#### Work instruction:
Provide an exact copy of the data, excluding the images.

#### Entries provided:
----

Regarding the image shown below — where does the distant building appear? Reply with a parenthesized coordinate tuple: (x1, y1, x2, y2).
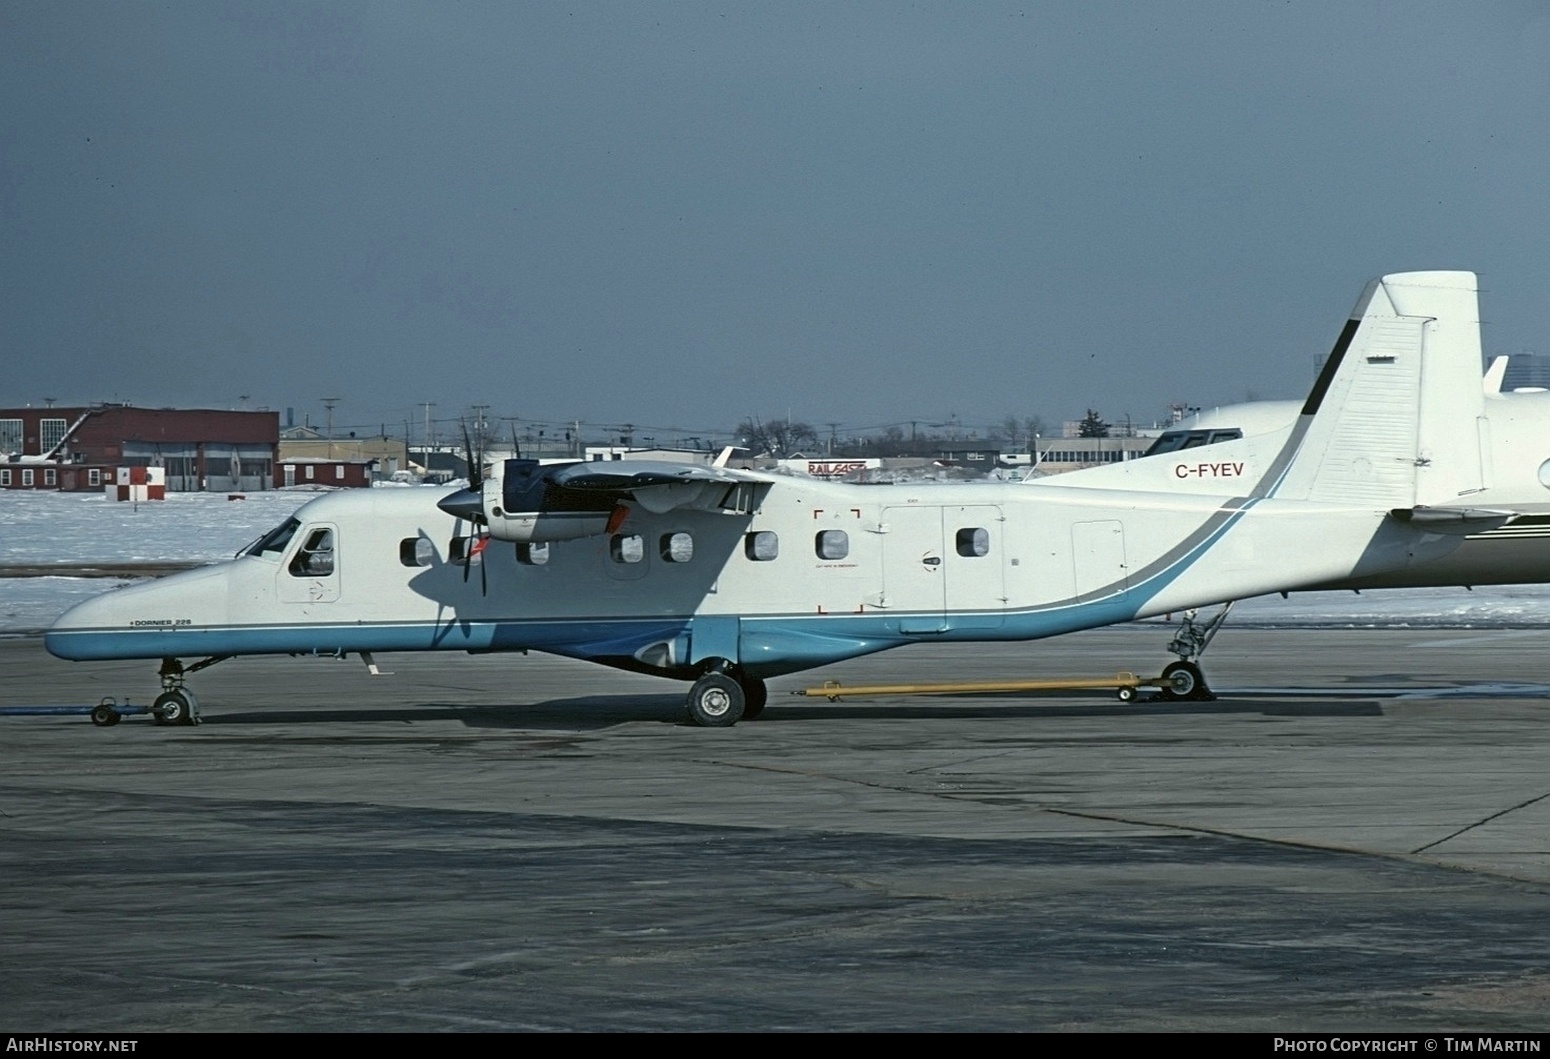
(934, 444, 1004, 469)
(1034, 436, 1152, 471)
(0, 405, 278, 492)
(277, 431, 406, 484)
(775, 457, 882, 480)
(276, 458, 374, 489)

----

#### Solved problem:
Regarding the image shown below — where does the distant building appear? Reply with a parenthesized coordinate tuple: (x1, y1, x2, y2).
(934, 444, 1004, 469)
(1034, 436, 1152, 471)
(0, 405, 278, 492)
(277, 431, 406, 484)
(775, 457, 882, 480)
(276, 458, 374, 489)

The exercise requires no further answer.